→ **The request**:
Please state what nonzero constant the solution to part (b) approaches as $t \to \infty$, according to the Markov matrix exercise.
======== Given passage ========
Suppose that $M$ is a diagonalizable $m \times m$ Markov matrix with all positive entries. For each of the following, say whether the ODE solutions at large times $t$ are expected to be exponentially growing, exponentially decaying, oscillating forever, or approaching a nonzero constant, for a randomly chosen initial condition $x(0)$. Justify your answers.
(a) $\frac{dx}{dt} = Mx$.
(b) $\frac{dx}{dt} = (M-I)x$.
(c) $\frac{dx}{dt} = (M^2-M-I)x$.
Recall that positive Markov matrices have one eigenvalue $\lambda_1=1$ and for all other eigenvalues, $|\lambda|<1$. If a matrix is diagonalizable, looking at what happens to the eigenvectors is enough to characterize all solutions of the ODE. Also recall from lecture that
$$\frac{dx}{dt}= Ax$$has solution given by
$$x(t)= x_1 e^{\lambda_1 t}c_1(0) + \dots x_m e^{\lambda_m t}c_m(0)$$where $x_1, \dots, x_m$ are an eigenbasis for $A$, $\lambda_1, \dots, \lambda_m$ are the corresponding eigenvalues, and the values $c_1(0), \dots, c_m(0)$ are determined by the initial condition $x(0)$.
(a) The solution to this ODE has the form
$$x(t)= x_1 e^{t}c_1(0) + \dots x_m e^{\lambda_m t}c_m(0)$$where $x_j, \lambda_j$ are eigenvector-eigenvalue pairs for $M$ and we've used the fact that $\lambda_1=1$. As $t \to \infty$, the first term will dominate the rest so the solution is exponentially increasing as $t \to \infty$. One way to see this is to write $\lambda_j = a_j + i b_j$. Notice that $|\lambda_j|^2 = a_j^2 + b_j^2<1$, so $a_j<1$ as well. Now, $e^{\lambda_j t}= e^{a_j t} e^{i b_j t}$. Factoring $e^t$ out of the expression for $x(t)$, we get $$x(t)= e^t(x_1 c_1(0) + x_2 e^{(a_2 -1)t} e^{i b_2 t}c_2(0)+ \dots x_m e^{(a_m -1)t} e^{i b_m t}c_m(0)).$$ All of the terms except the first are decaying as $t \to \infty$ because $a_j -1 <0$.
(b) The solution to this ODE is approaching a nonzero constant $x_1 c_1(0)$ as $t \to \infty$. Recall that the eigenvectors of $M-I$ are the same as the eigenvectors of $M$, and the eigenvalues are $\lambda_j -1$. So the solution to this ODE is
$$x(t)= x_1 c_1(0) + x_2 e^{(a_2 -1)t} e^{i b_2 t}c_2(0)+ \dots x_m e^{(a_m -1)t} e^{i b_m t}c_m(0).$$(This is almost exactly the same as the solution to the previous ODE, but we've subtracted $1$ from each eigenvalue, which is the same as multiplying the previous solution by $e^{-t}$.) As discussed above, $a_j-1<0$ for all $j$, so all terms but the first term decay as $t \to \infty$ and so the solution approaches $x_1 c_1(0)$. This vector is nonzero for random initial conditions $x(0)$.
======== Listed entries ========
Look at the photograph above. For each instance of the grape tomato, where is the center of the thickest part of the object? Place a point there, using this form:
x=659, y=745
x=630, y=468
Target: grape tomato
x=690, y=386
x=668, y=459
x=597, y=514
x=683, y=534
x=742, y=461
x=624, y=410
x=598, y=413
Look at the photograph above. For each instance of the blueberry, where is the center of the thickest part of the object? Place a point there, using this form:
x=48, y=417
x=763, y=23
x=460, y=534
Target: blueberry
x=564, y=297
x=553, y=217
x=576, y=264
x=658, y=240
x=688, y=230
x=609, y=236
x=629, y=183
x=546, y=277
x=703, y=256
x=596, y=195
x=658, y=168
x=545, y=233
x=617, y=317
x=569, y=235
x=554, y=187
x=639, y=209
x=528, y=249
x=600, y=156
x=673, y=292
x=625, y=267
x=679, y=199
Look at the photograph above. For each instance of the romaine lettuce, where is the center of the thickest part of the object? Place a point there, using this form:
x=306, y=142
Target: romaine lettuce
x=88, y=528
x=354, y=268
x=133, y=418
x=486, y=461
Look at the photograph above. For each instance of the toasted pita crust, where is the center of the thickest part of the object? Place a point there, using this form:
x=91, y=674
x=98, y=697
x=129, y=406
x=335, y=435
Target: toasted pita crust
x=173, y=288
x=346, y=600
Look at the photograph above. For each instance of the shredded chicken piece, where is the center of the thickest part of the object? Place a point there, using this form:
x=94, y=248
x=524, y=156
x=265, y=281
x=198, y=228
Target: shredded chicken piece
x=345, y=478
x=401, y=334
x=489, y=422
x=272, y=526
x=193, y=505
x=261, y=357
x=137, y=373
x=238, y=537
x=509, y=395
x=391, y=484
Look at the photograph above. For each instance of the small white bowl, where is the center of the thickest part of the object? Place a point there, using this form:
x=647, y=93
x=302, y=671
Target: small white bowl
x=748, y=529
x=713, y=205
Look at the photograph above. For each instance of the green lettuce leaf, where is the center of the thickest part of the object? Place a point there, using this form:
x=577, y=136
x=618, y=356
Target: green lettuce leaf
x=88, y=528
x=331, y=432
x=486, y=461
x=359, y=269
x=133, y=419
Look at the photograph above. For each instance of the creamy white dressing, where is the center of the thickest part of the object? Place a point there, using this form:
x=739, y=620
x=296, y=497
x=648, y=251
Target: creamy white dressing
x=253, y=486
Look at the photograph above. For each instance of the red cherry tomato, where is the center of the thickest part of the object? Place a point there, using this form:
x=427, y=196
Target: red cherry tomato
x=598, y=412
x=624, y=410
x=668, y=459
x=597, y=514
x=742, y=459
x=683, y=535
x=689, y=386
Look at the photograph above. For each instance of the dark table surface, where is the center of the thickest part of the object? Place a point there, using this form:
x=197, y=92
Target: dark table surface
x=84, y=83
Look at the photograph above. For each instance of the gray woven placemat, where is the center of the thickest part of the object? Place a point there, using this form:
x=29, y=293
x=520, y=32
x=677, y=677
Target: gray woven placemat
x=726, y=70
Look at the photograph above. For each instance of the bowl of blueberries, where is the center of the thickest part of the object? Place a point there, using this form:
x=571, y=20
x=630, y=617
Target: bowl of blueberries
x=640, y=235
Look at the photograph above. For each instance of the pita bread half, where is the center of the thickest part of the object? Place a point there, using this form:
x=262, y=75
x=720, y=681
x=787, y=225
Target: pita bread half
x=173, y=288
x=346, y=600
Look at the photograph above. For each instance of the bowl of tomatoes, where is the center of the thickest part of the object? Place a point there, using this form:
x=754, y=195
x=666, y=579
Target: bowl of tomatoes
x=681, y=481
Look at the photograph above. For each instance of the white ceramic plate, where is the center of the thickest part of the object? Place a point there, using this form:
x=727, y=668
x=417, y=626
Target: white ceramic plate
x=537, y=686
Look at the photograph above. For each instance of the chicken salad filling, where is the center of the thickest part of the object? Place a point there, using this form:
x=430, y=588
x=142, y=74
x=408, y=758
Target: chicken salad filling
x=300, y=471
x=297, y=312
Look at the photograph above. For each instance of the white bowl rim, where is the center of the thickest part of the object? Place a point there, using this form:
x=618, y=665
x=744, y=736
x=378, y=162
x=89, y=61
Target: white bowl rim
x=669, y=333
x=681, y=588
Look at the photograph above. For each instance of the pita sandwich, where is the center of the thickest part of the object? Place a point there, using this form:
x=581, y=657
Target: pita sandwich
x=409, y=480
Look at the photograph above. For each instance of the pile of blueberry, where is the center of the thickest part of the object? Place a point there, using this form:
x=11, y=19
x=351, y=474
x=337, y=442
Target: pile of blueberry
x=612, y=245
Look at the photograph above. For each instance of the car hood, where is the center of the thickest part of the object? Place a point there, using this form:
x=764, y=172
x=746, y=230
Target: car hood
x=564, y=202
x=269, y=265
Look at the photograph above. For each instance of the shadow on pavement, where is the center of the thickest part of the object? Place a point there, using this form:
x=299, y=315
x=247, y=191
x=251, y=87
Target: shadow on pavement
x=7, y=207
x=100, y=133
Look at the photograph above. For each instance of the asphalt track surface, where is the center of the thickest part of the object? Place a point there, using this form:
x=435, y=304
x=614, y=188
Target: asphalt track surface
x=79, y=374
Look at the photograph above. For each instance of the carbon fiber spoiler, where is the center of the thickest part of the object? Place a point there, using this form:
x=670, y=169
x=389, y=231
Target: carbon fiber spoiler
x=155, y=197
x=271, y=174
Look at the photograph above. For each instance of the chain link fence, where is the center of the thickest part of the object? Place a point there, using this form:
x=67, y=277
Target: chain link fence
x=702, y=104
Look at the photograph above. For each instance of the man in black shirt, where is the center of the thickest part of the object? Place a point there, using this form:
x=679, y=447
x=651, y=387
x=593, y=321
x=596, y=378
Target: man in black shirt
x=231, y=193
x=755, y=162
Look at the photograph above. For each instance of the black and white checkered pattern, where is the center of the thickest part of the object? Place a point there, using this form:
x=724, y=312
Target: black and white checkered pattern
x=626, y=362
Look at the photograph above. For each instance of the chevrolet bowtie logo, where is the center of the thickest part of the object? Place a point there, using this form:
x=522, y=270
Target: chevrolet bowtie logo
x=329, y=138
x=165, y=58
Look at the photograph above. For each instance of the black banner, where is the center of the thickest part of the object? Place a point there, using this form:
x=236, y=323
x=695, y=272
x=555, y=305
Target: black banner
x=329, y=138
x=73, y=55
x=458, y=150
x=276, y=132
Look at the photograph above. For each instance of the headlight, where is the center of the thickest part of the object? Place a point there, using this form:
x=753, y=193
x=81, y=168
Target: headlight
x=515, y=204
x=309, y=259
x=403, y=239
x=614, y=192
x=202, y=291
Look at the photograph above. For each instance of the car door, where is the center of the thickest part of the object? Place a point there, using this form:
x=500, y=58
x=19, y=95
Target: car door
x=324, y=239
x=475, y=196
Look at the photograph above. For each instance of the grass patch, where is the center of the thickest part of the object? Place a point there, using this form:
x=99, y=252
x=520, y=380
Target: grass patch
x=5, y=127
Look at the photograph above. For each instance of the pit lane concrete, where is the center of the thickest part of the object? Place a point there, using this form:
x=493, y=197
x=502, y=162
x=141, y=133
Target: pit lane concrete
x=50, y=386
========
→ **Worked solution**:
It approaches $x_1 c_1(0)$.